Marie Nimier

La Caresse

La Caresse

Année de sortie: 1994

Éditeur: Gallimard

La caresse a fait l'objet d'un feuilleton radiophonique en 5 épisodes pour France culture 

Pour en savoir plus sur l'adaptation radiophonique

La caresse, 1ère page
Je suis un chien. Sujet-verbe-complément, voici une phrase sans prétention ni beauté particulière, une phrase qui se tient. Il n’y a presque rien et tout est là, flottant, ne demandant qu’à s’épanouir sous la caresse des mots, à s’ancrer, ne demandant…

Mais qui demande, et pourquoi ? Je n’aime pas parler de moi.

On s’approche de l’animal, sur la pointe des pieds, on le renifle. JE porte un masque noir, il frétille. Son corps n’est pas bien grand, environ trois poulets compressés, inscrits dans un cube. Ses membres sont très forts mais de longueur modérée et sa queue, attachée haut, dessine une boucle gracieuse posée sur sa hanche. Malgré un anus saillant, largement découvert, et des yeux globuleux, JE est d’un naturel pudique. Il ne représente pas l’auteur, car l’auteur serait plutôt de la famille des chats.

 

La caresse, 4ème de couverture

« On sortit des journaux, et encore des journaux. On me compara aux images. Voilà qu’on me décortiquait maintenant,
ma face de grenouille
mes yeux globuleux
mon anus découvert
mes extrémités qui ressemblaient plus à des nageoires qu’à des pattes
mes poils qui tombaient toute l’année malgré la levure de bière
et cette haleine, cette haleine…
Ah ! décidément, je n’avais rien pour plaire, mais j’étais tellement merveilleuse, tellement au-dessus des autres chiens… »

Rencontre avec Marie Nimier, à l'occasion de la parution de La Caresse (1994)

Votre dernier roman s'intitule La Caresse...
Marie Nimier — Le titre initial était Éloge de la caresse - l'éloge est tombé, reste la caresse. La caresse des mots. Celle échangée entre deux mains qui se frôlent...

Le personnage principal est un chien.

• • • • • • •

Recopiez mot pour mot le passage de la page sur La Caresse qui commence aux mots « Marie Nimier — Le » et s'arrête après « qui se frôlent... ».

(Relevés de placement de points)
• • • • • • •

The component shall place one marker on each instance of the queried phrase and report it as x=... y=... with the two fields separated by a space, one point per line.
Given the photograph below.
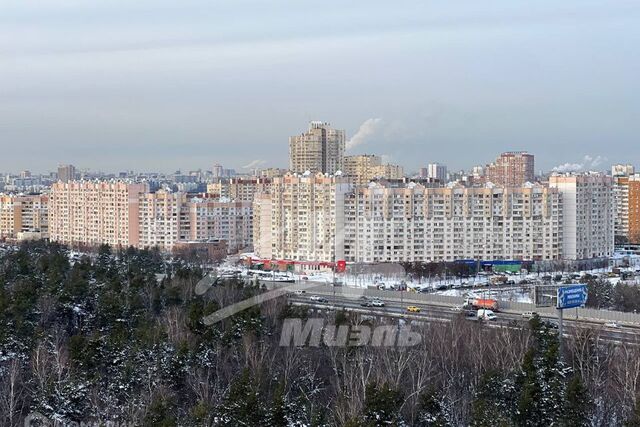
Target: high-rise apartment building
x=23 y=216
x=511 y=169
x=633 y=209
x=163 y=219
x=588 y=218
x=66 y=173
x=239 y=189
x=367 y=167
x=231 y=221
x=437 y=171
x=320 y=149
x=621 y=204
x=306 y=215
x=92 y=213
x=385 y=223
x=622 y=170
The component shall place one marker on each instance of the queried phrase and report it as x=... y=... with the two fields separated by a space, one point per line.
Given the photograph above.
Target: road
x=439 y=313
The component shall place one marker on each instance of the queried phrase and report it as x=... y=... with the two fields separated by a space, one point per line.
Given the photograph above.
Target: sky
x=157 y=85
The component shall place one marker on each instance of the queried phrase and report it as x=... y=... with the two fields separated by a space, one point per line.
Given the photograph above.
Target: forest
x=117 y=337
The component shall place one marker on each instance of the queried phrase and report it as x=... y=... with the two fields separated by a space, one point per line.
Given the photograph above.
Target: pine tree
x=577 y=404
x=382 y=405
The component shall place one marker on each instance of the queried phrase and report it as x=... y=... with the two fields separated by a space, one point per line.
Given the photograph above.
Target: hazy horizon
x=162 y=86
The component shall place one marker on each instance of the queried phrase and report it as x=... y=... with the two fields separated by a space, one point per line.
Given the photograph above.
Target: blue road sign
x=572 y=296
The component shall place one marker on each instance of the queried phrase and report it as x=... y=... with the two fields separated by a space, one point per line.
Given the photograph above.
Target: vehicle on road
x=485 y=303
x=470 y=315
x=318 y=298
x=486 y=315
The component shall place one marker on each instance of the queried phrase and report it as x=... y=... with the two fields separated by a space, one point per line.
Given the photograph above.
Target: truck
x=486 y=315
x=478 y=303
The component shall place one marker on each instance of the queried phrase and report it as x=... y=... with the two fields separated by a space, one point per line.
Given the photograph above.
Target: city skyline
x=157 y=86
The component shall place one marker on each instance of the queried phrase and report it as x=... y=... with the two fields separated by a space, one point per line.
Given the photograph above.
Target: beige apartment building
x=92 y=212
x=366 y=167
x=24 y=216
x=239 y=189
x=163 y=219
x=232 y=221
x=305 y=213
x=511 y=169
x=413 y=223
x=588 y=217
x=320 y=149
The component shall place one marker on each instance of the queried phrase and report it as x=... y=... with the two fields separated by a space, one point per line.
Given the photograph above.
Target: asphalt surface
x=440 y=313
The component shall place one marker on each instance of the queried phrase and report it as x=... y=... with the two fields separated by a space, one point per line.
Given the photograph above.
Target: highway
x=444 y=314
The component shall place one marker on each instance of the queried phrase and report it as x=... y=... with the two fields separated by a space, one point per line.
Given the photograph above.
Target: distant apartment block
x=366 y=167
x=305 y=215
x=92 y=213
x=511 y=169
x=413 y=223
x=437 y=171
x=320 y=149
x=23 y=216
x=239 y=189
x=588 y=217
x=634 y=208
x=66 y=173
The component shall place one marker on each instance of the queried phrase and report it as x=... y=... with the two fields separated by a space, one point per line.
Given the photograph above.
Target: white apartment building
x=92 y=212
x=232 y=221
x=239 y=189
x=320 y=149
x=23 y=216
x=366 y=167
x=306 y=215
x=588 y=217
x=163 y=219
x=437 y=171
x=414 y=223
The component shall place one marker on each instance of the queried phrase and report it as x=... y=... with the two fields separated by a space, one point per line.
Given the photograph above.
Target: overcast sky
x=163 y=85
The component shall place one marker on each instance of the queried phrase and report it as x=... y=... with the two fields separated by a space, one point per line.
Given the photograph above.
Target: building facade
x=24 y=216
x=415 y=223
x=588 y=217
x=320 y=149
x=305 y=214
x=511 y=169
x=92 y=213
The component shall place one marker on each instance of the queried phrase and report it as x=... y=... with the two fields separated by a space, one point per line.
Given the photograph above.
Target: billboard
x=571 y=296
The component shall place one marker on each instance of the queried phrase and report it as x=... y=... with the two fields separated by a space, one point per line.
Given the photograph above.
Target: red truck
x=482 y=303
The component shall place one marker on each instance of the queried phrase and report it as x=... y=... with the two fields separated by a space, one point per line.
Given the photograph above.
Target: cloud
x=588 y=162
x=367 y=129
x=254 y=164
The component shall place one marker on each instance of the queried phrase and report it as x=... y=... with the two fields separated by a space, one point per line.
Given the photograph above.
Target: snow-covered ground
x=517 y=290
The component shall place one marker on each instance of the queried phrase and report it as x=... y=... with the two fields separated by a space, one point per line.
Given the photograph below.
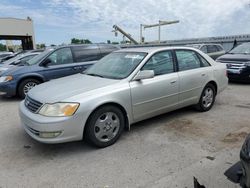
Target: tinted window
x=204 y=49
x=26 y=58
x=161 y=63
x=204 y=62
x=187 y=60
x=86 y=53
x=211 y=48
x=117 y=65
x=61 y=56
x=241 y=49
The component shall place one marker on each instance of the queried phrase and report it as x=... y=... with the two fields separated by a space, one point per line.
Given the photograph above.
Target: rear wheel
x=105 y=126
x=26 y=85
x=207 y=98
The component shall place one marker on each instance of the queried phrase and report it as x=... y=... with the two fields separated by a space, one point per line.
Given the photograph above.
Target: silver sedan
x=124 y=87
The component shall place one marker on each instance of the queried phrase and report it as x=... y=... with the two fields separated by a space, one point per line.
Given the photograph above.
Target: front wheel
x=25 y=86
x=207 y=98
x=105 y=126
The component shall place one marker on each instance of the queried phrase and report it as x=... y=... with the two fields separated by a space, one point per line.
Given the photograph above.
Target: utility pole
x=161 y=23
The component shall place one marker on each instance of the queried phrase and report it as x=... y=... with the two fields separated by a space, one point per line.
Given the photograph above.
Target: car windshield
x=11 y=60
x=241 y=49
x=194 y=46
x=117 y=65
x=39 y=57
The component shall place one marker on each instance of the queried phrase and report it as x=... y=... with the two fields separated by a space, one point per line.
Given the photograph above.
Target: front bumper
x=8 y=88
x=70 y=128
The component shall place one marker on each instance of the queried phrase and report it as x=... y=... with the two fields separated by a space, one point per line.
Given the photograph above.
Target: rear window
x=211 y=48
x=86 y=53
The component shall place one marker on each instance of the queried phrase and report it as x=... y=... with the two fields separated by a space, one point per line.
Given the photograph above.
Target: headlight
x=5 y=78
x=59 y=109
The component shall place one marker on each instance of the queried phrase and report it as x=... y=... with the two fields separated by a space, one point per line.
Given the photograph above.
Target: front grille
x=33 y=131
x=32 y=104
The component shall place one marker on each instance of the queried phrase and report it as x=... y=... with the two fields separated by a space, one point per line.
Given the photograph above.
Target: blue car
x=51 y=64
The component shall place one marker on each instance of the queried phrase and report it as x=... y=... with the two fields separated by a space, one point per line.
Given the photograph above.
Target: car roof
x=153 y=49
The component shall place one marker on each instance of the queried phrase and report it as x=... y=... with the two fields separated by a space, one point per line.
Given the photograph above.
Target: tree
x=80 y=41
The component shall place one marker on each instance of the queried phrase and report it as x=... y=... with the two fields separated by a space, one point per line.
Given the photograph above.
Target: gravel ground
x=165 y=151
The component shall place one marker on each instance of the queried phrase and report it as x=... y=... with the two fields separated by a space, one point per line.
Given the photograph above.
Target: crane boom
x=125 y=34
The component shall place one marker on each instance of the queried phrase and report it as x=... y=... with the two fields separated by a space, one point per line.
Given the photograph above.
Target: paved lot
x=165 y=151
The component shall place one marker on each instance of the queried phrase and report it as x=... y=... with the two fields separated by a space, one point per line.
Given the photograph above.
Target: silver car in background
x=124 y=87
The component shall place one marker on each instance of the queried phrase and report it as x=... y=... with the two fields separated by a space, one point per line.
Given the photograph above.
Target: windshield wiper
x=92 y=74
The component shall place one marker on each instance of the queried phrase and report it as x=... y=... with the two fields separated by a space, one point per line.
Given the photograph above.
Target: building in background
x=18 y=29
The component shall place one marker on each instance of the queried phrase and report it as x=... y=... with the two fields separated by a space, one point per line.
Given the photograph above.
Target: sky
x=57 y=21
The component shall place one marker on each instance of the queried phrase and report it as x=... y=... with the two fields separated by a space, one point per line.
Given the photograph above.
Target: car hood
x=67 y=87
x=235 y=57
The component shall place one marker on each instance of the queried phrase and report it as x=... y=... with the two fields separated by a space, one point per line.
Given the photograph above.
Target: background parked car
x=51 y=64
x=5 y=55
x=19 y=59
x=213 y=50
x=238 y=63
x=124 y=87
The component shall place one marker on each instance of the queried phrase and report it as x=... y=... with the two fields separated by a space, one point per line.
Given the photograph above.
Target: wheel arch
x=119 y=106
x=214 y=84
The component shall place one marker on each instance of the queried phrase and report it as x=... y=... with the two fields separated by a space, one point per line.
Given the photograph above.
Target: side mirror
x=145 y=74
x=46 y=62
x=16 y=62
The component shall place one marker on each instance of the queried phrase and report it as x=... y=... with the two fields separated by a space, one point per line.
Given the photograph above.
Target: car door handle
x=77 y=68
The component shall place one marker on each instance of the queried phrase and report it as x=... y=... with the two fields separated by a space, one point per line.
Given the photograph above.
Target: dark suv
x=238 y=63
x=51 y=64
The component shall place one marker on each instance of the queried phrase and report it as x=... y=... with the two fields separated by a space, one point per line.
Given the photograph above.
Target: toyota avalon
x=124 y=87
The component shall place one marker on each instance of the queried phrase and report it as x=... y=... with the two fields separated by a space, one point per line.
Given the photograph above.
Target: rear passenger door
x=61 y=64
x=85 y=55
x=193 y=71
x=159 y=94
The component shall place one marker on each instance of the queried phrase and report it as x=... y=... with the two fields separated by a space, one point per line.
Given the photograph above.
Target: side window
x=26 y=58
x=86 y=53
x=204 y=62
x=211 y=49
x=61 y=56
x=204 y=49
x=161 y=63
x=219 y=48
x=187 y=60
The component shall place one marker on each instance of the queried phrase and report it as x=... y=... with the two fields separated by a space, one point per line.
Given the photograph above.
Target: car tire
x=104 y=126
x=26 y=85
x=207 y=98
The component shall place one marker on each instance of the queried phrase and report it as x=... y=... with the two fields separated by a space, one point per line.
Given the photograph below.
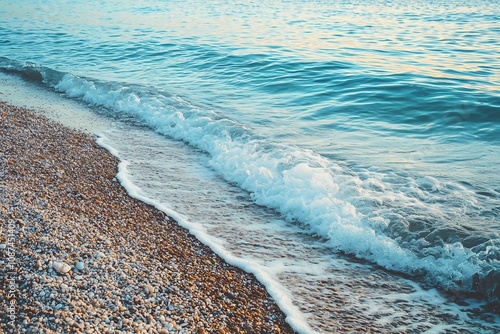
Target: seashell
x=61 y=267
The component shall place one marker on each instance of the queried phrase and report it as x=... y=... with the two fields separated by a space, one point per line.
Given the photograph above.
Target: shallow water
x=288 y=135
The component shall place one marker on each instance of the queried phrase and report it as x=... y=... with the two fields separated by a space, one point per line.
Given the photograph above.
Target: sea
x=346 y=153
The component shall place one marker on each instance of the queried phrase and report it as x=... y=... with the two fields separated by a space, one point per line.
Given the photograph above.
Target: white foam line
x=280 y=294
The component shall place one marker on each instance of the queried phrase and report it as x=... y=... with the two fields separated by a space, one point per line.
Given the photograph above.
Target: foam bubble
x=365 y=213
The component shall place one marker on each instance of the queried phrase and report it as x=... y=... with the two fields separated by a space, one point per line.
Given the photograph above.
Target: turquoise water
x=371 y=129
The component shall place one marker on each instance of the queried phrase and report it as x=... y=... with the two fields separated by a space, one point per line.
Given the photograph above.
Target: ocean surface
x=347 y=153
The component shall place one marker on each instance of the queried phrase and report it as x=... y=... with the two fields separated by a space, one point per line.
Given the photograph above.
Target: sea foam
x=351 y=210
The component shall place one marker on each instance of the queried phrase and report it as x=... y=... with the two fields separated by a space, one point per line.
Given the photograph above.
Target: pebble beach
x=78 y=255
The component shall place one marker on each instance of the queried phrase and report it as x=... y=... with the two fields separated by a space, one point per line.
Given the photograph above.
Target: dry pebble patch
x=91 y=259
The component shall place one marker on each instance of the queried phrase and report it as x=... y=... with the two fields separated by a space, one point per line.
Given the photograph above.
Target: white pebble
x=149 y=289
x=61 y=267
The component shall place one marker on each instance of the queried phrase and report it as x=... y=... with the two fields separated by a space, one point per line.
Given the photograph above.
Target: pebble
x=161 y=276
x=61 y=267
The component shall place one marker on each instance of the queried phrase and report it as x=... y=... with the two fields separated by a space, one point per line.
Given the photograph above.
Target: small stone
x=61 y=267
x=149 y=289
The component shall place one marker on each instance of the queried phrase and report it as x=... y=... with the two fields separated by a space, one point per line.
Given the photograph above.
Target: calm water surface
x=296 y=136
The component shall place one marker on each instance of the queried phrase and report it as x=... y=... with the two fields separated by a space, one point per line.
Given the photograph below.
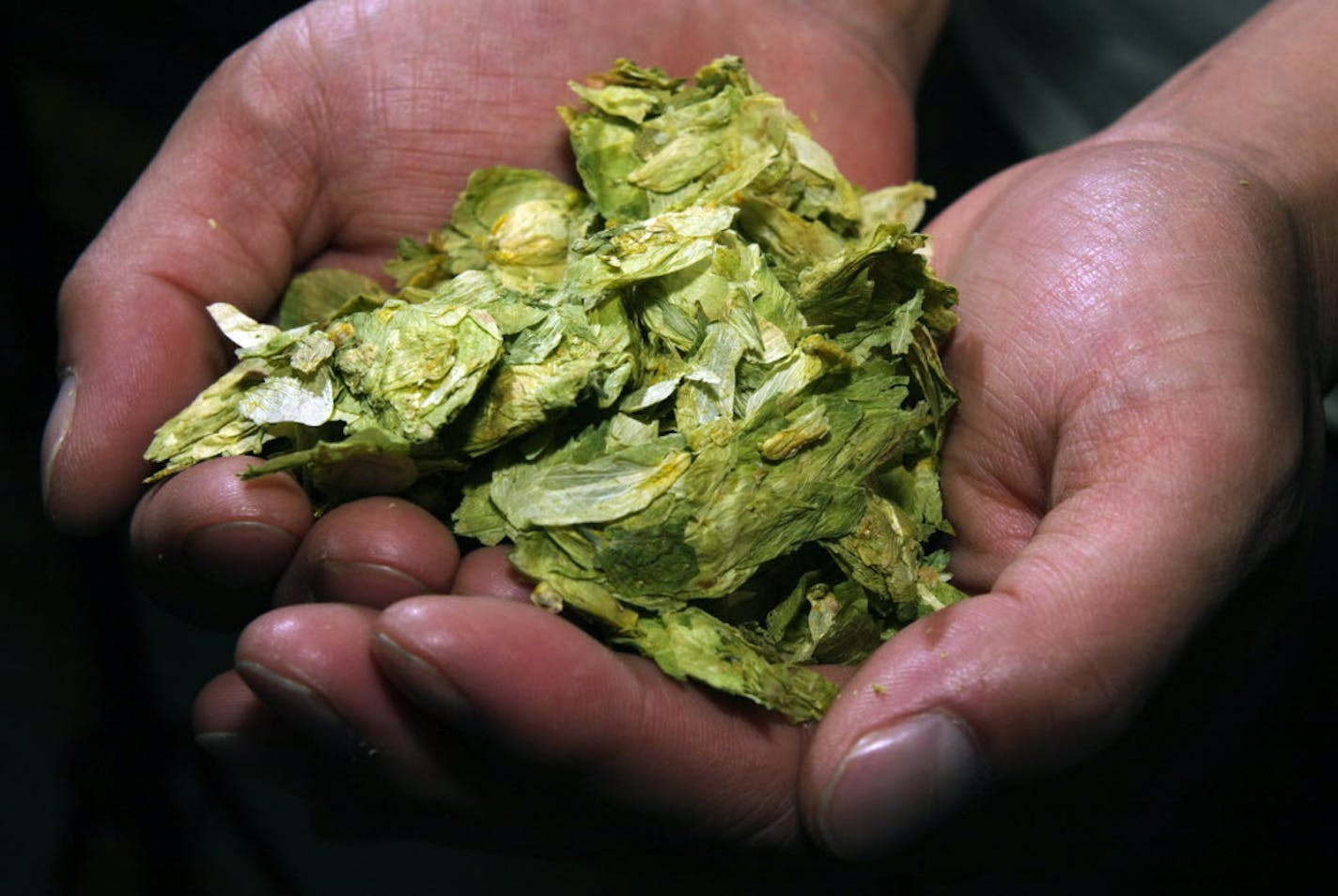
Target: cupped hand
x=1136 y=384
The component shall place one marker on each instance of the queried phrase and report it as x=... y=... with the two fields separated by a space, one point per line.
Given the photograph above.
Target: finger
x=1127 y=387
x=312 y=668
x=213 y=218
x=239 y=731
x=371 y=552
x=549 y=700
x=210 y=546
x=488 y=571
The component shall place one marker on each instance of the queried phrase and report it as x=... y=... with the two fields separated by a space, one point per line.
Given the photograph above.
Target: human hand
x=1129 y=355
x=348 y=126
x=286 y=158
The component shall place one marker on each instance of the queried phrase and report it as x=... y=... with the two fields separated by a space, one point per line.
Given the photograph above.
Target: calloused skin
x=1132 y=348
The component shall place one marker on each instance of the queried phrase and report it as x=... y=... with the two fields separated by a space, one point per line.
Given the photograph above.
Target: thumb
x=1037 y=672
x=218 y=215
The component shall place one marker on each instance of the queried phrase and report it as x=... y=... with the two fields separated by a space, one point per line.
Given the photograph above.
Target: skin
x=1145 y=325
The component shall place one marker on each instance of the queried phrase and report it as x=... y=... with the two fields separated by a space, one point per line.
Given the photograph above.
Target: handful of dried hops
x=703 y=396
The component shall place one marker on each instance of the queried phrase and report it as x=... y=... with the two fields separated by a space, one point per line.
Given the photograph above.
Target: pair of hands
x=1136 y=376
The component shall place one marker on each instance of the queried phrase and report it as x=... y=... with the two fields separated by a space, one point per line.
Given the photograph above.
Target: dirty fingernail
x=894 y=782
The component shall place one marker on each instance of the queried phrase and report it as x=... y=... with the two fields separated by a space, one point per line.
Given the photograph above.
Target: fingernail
x=57 y=426
x=213 y=551
x=300 y=701
x=426 y=685
x=896 y=781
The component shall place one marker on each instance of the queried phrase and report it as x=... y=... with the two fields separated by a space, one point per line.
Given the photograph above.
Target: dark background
x=1226 y=777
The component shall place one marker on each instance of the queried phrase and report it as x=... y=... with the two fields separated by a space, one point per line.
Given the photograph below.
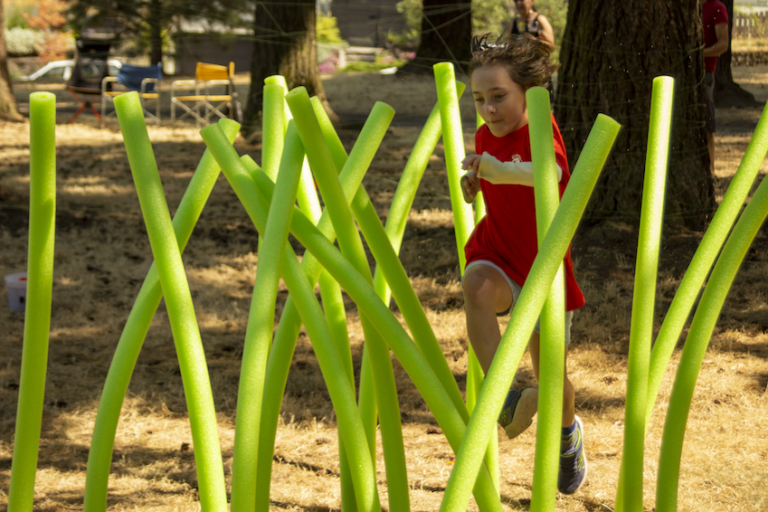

• • • • • • •

### Corrigé
Marie Nimier — Le titre initial était Éloge de la caresse - l'éloge est tombé, reste la caresse. La caresse des mots. Celle échangée entre deux mains qui se frôlent...